▸ What you need to do
Would you give the entries below again, precisely as they are written?

▸ Exercise material
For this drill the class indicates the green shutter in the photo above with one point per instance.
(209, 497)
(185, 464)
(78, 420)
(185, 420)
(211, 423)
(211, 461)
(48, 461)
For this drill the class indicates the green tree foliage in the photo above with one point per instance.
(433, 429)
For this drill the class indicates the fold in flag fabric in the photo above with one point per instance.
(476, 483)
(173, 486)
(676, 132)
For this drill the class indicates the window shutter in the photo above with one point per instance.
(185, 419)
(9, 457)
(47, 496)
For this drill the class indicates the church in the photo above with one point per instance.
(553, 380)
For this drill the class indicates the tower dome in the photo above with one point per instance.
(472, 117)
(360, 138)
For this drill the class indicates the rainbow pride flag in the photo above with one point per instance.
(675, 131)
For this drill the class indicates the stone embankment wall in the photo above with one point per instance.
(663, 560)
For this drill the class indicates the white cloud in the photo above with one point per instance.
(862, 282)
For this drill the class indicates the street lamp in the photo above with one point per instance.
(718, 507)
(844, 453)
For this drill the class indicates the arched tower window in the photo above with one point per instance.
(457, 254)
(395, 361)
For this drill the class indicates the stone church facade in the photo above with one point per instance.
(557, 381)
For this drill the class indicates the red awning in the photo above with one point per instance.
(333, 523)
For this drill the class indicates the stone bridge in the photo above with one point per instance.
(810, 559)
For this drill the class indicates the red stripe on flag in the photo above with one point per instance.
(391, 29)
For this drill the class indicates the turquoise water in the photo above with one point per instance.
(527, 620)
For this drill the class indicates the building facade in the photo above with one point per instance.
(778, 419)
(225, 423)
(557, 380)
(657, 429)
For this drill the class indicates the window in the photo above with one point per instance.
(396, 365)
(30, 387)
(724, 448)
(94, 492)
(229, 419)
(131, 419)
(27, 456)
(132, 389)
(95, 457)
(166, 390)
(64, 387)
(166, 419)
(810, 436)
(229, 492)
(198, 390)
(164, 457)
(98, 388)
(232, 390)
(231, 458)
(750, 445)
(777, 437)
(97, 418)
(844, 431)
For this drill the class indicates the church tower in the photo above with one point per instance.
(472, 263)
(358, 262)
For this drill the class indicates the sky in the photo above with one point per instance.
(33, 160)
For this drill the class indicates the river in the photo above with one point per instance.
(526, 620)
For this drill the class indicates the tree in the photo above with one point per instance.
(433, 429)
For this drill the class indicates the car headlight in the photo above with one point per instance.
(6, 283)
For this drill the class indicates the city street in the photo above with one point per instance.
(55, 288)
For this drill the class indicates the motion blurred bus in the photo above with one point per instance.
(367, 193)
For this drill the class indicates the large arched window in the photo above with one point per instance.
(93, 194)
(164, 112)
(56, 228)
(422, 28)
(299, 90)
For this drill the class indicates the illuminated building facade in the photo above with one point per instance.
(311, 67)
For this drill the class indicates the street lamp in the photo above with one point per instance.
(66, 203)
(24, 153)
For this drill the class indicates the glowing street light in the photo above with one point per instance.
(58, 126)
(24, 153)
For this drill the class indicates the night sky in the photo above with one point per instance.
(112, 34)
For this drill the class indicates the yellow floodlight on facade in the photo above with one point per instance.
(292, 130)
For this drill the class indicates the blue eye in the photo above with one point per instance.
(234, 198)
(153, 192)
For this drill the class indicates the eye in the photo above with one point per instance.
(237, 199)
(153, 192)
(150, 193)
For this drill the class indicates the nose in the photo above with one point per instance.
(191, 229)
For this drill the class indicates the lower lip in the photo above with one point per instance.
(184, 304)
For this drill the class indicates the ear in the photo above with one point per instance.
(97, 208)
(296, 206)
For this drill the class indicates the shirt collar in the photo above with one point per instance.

▸ Your response
For this drill the class indicates the green shutter in the photo above with one point per instance.
(209, 497)
(185, 464)
(78, 420)
(185, 420)
(211, 423)
(211, 461)
(48, 461)
For this drill the class indicates the green tree foliage in the photo above with one point per instance.
(433, 429)
For this drill the class indicates the fold in flag fabric in the photo above with one point per instance.
(476, 483)
(173, 486)
(676, 132)
For this drill the class indicates the window shutter in the photo above with one point per instance.
(185, 419)
(9, 457)
(47, 496)
For this drill the class indicates the church in the photo above with one point per instance.
(553, 380)
For this drill the class indicates the tower dome in the photo above with one point per instance.
(472, 117)
(360, 138)
For this drill the class indicates the rainbow pride flag in the photo above with one point per instance.
(675, 131)
For this drill the class indicates the stone embankment wall in the photo above with one point per instance.
(663, 560)
For this drill the class indicates the white cloud in the photo above with one point per instance.
(862, 282)
For this drill the class indicates the street lamp in the photo above with one point per instance.
(718, 507)
(844, 453)
For this drill the class indicates the arched tower window in the photo above with one point per instance.
(457, 254)
(395, 361)
For this drill the class indicates the stone church facade in the photo above with one point per instance.
(557, 381)
For this drill the class indicates the red awning in the photo above with one point per instance.
(333, 523)
For this drill the class indicates the stone bridge in the photo above with one point per instance.
(810, 559)
For this drill the class indicates the red stripe on flag in the photo above with one point per instance.
(391, 29)
For this drill the class indicates the turquoise water in the photo above with one point per instance.
(527, 620)
For this drill the class indicates the building facade in the photo above with one point per instance.
(778, 419)
(225, 423)
(557, 380)
(657, 429)
For this drill the class indicates the window in the photo above with one point per instance.
(396, 365)
(30, 387)
(724, 448)
(94, 492)
(229, 419)
(131, 419)
(27, 456)
(132, 389)
(95, 457)
(166, 390)
(64, 387)
(166, 419)
(810, 436)
(229, 492)
(198, 390)
(164, 457)
(98, 388)
(232, 390)
(231, 458)
(750, 445)
(777, 437)
(97, 418)
(844, 431)
For this drill the class indicates the church tower in the photo above with one point per instance.
(472, 263)
(358, 262)
For this drill the class indicates the sky in the photo above with one point per instance.
(33, 160)
For this drill the class indicates the river in the photo above with one point per instance.
(526, 620)
For this drill the class indicates the tree in the photo above with one point per instance.
(433, 429)
For this drill the class indicates the car headlight in the photo above with one point per instance.
(6, 283)
For this drill the class indicates the city street in the photo above with one point per instance.
(55, 288)
For this drill the class indicates the motion blurred bus in the photo above with one point per instance.
(367, 193)
For this drill the class indicates the large arched window in the photo above with one point per instance.
(93, 194)
(164, 112)
(56, 228)
(422, 28)
(299, 90)
For this drill the class indicates the illuminated building facade in the photo above with one point per instance.
(311, 67)
For this drill the class indicates the street lamp in the photo above with one point per instance.
(66, 203)
(24, 153)
For this drill the class indicates the glowing street light in the photo above with one point per instance.
(58, 126)
(24, 153)
For this drill the class indicates the night sky in the photo above with one point per instance.
(112, 34)
For this drill the class indicates the yellow floodlight on facade in the photo above with one point per instance.
(292, 130)
For this drill the class indicates the blue eye in the photo above with one point per instance.
(234, 198)
(153, 192)
For this drill the class indicates the eye in the photo above with one point per instance.
(237, 199)
(153, 192)
(150, 193)
For this drill the class indicates the nose in the photo above with one point per instance.
(191, 229)
For this drill the class indicates the lower lip in the photo above with one point per instance.
(184, 304)
For this drill the class indicates the ear in the photo above with one point per instance.
(97, 208)
(296, 206)
For this drill the class indicates the shirt collar in the photo above with one point per instance.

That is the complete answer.